━━━ Document passage ━━━

# Keeping Fish



## RnF (Sep 25, 2007)

This is a first for me, well my wife really. She went out fly fishing and when she went back to the car, there was a younger gent who was watching his buddies fish near the parking lot. He asked how the fishing was, and my wife told him she caught a few.

He then asked her if she kept any, and she responded no. And this guy practically freaks out because he didn't understand why she let them go. Why fish if you aren't going to keep any to eat? She told him it was because of sport and that she doesn't like the taste of fish, and he seemed really confused and upset over it.

I have seen people get blasted for keeping fish, but not for letting them go.

Anyone else seen this before? Seems kind of odd and bassackwards. 

How is catch and release fishing generally viewed among non fly fishers?


----------



## Rook (Sep 20, 2007)

I've had that experience but never when fishing. The response comes mostly from friends at work and some family members on my wife's side. The funny thing is most of them don't fish, whether it be fly fishing or other methods. They don't get why I would catch fish just to let them go. I try to explain it, but they just don't understand. I guess I shouldn't really expect them to, people fish for their own reasons, mine just happen to be for other reasons than taking fish home to eat on every occasion.


----------



## Leaky (Sep 11, 2007)

Well for me, I just keep enough for dinner because I love fish and it helps paying for my trip vs. buying at the store. Also, can't beat fresh fish. As a side note, I'm 75.  I would guesstimate that I release about 90%.


----------



## wyogoob (Sep 7, 2007)

RnF said:


> This is a first for me, well my wife really. She went out fly fishing and when she went back to the car, there was a younger gent who was watching his buddies fish near the parking lot. He asked how the fishing was, and my wife told him she caught a few.
> 
> He then asked her if she kept any, and she responded no. And this guy practically freaks out because he didn't understand why she let them go. Why fish if you aren't going to keep any to eat? She told him it was because of sport and that she doesn't like the taste of fish, and he seemed really confused and upset over it.
> 
> ...


I keep some, I let most go.

What is a "non fly fisher"?


----------



## RnF (Sep 25, 2007)

hehe, a non fly fisher is a made up term for someone who doesn't fly fish. Just a generalization that most people who fly fish let the fish go for another day... I know it isn't accurate.

I was just surprised by this guys response, especially since he was so young. I can see some of the older folk viewing catch and release in bad light. But not someone who is 20ish.


----------



## Nueces (Jul 22, 2008)

Goes to show for some people if it is black, they want white. If it's white, then they want black and can't understand.


----------



## wyogoob (Sep 7, 2007)

This fly fishing thing is very confusing.......?


----------



## ScottyP (Sep 12, 2007)

━━━

◆ **Task set**
1. Using the forum thread on keeping fish, decide whether each statement below agrees with it: (a) RnF's wife told the young man she doesn't like the taste of fish. (b) Leaky says he keeps about 90% of the fish he catches. (c) Rook says the reactions come mostly from people who fish. Answer yes or no for each and quote the deciding words.
2. Go on with the forum thread on keeping fish from the point where it stops.

━━━ Material ━━━

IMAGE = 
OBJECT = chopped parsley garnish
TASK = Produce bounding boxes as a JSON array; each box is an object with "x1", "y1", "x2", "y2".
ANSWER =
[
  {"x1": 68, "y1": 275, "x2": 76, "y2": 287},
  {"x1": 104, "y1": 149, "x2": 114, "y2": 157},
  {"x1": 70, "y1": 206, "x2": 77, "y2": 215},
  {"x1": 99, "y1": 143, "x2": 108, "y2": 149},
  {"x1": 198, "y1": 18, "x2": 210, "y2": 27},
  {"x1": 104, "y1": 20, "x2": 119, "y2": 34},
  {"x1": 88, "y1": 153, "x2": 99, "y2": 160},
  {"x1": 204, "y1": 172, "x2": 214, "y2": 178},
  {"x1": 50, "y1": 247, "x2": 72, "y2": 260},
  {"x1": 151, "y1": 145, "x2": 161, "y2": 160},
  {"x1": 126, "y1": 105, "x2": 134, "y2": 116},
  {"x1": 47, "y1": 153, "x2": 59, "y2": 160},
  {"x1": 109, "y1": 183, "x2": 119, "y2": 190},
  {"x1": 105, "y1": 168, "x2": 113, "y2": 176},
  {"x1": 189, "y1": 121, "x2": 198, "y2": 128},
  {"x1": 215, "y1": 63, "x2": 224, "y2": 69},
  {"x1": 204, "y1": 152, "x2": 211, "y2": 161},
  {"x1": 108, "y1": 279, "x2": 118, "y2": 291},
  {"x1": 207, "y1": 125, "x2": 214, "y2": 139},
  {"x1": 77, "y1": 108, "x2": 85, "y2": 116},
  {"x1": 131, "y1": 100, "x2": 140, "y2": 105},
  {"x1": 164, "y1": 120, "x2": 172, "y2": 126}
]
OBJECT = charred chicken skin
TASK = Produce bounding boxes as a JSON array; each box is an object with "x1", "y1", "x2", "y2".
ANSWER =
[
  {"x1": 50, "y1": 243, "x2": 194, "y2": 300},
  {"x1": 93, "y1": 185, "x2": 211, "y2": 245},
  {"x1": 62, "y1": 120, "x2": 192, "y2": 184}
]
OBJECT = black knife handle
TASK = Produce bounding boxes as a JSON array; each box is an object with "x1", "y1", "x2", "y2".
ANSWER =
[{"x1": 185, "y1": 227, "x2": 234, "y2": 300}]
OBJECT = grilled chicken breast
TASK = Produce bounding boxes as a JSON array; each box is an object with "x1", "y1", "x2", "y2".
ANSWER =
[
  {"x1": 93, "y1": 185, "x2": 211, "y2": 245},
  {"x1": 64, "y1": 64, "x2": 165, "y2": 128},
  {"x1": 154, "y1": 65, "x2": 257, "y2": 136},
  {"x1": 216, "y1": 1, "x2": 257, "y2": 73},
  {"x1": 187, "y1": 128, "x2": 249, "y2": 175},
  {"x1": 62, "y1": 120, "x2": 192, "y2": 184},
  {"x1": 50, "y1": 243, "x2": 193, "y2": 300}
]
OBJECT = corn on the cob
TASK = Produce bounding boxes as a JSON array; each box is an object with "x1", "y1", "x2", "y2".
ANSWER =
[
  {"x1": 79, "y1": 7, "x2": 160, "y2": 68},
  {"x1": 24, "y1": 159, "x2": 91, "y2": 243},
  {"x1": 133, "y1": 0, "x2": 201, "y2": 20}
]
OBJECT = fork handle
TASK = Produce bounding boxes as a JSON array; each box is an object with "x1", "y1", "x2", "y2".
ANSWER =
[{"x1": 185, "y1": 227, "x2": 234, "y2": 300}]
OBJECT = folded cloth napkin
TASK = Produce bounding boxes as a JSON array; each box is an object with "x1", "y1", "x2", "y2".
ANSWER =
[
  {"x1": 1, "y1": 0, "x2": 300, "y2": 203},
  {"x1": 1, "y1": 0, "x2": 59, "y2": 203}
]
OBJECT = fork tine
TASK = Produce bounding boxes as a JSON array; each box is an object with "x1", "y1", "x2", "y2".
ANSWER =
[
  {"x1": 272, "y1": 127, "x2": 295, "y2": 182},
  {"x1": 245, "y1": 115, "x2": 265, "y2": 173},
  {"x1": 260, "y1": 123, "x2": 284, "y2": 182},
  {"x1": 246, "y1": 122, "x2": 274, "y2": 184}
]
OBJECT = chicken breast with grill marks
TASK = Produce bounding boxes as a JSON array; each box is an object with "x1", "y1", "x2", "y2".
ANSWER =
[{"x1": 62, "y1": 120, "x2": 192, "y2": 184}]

━━━

◆ **The replies**
1.
(a) Yes: "she doesn't like the taste of fish"
(b) No: "I would guesstimate that I release about 90%."
(c) No: "The funny thing is most of them don't fish"

2.
Did she tell the guy to mind his own effing business? Maybe she should have given him the web adress of this site so he could do he could just be an online annoyance rather than a streamside one.


----------



## Huge29 (Sep 17, 2007)

ScottyP said:


> Did she tell the guy to mind his own effing business?


On that note, would you agree with someone responding in that way when you ask about them keeping too many fish in your opinion? I can't believe that you could possibly be upset by such an inquiry, seems quite immature, seems like a sincere question from the guy. It seems like a great time for a teaching moment rather than a moment to create an enemy with harmful words IMHO.


----------



## wyogoob (Sep 7, 2007)

ScottyP said:


> Did she tell the guy to mind his own effing business? Maybe she should have given him the web adress of this site so he could do he could just be an online annoyance rather than a streamside one.


Wow, seemed like a simple question to me, but I guess I had to be there.

It's OK, legal even, to keep fish.


----------



## RnF (Sep 25, 2007)

Huge29 said:


> ScottyP said:
> 
> 
> > Did she tell the guy to mind his own effing business?
> ...


The guy was very confrontation, it was not a sincere question by the way he presented it. She tried to educate him or explain herself (not that she needs to) but he wouldn't listen or accept any answer from her and got more upset by her answers.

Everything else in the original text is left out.